LISTING:
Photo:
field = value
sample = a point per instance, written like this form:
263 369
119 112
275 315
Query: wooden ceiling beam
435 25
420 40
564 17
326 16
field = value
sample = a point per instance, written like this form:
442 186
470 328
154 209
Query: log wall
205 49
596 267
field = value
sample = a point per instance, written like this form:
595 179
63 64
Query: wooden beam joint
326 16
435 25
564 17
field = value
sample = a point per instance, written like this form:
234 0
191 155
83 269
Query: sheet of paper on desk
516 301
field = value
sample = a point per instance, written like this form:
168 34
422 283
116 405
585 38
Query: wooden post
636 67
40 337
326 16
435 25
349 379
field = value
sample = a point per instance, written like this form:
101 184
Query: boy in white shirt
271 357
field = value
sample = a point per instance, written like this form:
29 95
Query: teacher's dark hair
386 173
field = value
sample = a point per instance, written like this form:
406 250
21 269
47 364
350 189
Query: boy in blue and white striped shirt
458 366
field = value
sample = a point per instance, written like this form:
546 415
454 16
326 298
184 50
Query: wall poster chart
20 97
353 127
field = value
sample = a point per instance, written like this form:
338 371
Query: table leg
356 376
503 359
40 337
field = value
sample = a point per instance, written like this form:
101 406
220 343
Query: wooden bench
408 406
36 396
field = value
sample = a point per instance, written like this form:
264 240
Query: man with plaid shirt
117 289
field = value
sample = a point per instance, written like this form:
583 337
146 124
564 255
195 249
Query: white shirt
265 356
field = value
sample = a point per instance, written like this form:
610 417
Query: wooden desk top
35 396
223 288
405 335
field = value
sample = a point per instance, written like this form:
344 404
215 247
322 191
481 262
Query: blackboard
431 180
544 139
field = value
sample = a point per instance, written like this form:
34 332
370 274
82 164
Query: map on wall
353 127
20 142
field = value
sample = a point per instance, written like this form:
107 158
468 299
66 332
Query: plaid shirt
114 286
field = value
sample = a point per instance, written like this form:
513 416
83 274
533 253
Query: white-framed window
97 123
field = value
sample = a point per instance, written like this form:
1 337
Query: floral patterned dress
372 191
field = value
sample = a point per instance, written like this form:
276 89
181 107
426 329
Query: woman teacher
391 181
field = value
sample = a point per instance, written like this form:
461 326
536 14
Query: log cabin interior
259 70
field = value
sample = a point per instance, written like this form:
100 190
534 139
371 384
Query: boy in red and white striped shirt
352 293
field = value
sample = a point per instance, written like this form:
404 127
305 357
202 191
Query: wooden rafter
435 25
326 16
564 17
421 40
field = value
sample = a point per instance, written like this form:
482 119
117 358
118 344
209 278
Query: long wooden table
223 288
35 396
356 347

WHAT YOU SHOULD DO: Repeat every line of the material exactly as given.

EXPECTED OUTPUT:
Photo:
field = value
sample = a point per instance, written like this form:
263 369
119 112
275 315
Query: wooden ceiling beam
435 25
420 40
564 17
326 16
field = value
sample = a point per instance, written like this form:
442 186
470 328
154 209
Query: log wall
205 49
596 267
field = value
sample = a point per instance, written like this form:
595 179
63 64
Query: wooden beam joint
326 16
435 25
564 17
field = value
sample = a point per instance, written like this form:
234 0
191 155
83 269
Query: sheet of paper on desk
516 301
field = value
sample = a point per instance, written like this form:
168 34
422 283
116 405
585 38
Query: wooden post
636 67
40 337
326 16
435 25
349 379
field = value
sample = a point per instance, written like this form:
101 184
Query: boy in white shirt
271 357
field = value
sample = a point per instance, written like this form:
29 95
Query: teacher's dark hair
386 173
field = value
sample = a point per instance, written like this form:
406 250
21 269
47 364
350 189
Query: boy in blue and white striped shirt
458 366
field = value
sample = a point per instance, written like this form:
546 415
454 16
326 298
184 50
Query: wall poster chart
20 97
353 127
field = value
sample = a point per instance, written like this form:
338 371
Query: table leg
356 376
503 359
40 337
field = value
sample = a point per instance, written like this form:
101 406
220 343
Query: wooden bench
408 406
36 396
field = value
sample = a point per instance, written like this form:
264 240
Query: man with plaid shirt
117 289
field = value
sample = a point per instance, written like this form:
583 337
146 124
564 255
195 249
Query: white shirt
265 356
field = value
sample = a point per instance, written like this form:
610 417
Query: wooden desk top
35 396
223 288
405 335
field = value
sample = a point per instance, written like this form:
344 404
215 247
322 191
481 262
Query: blackboard
431 180
544 139
field = value
sample = a point per instance, written like this form:
34 332
370 274
82 164
Query: map on wall
353 127
20 142
field = value
sample = a point per instance, written like this form:
107 158
468 299
66 332
Query: plaid shirt
114 286
field = value
sample = a point per instance, written like this form:
513 416
83 274
533 253
Query: white-framed window
97 123
field = value
sample = a point per instance, written like this form:
1 337
Query: floral patterned dress
372 191
field = value
sample = a point per instance, written like this form:
276 89
181 107
426 329
Query: woman teacher
391 181
field = value
sample = a point per instance, written like this form:
461 326
536 14
Query: log cabin interior
259 70
field = value
sample = a point per instance, written like this form:
100 190
534 139
371 384
Query: boy in red and white striped shirt
352 293
field = value
sample = a point per instance, written like this form:
404 127
305 357
202 191
Query: wooden rafter
435 25
326 16
564 17
421 40
field = value
sample = a point per instance, written like this form:
482 119
117 358
118 344
209 278
Query: long wooden table
223 288
35 396
356 347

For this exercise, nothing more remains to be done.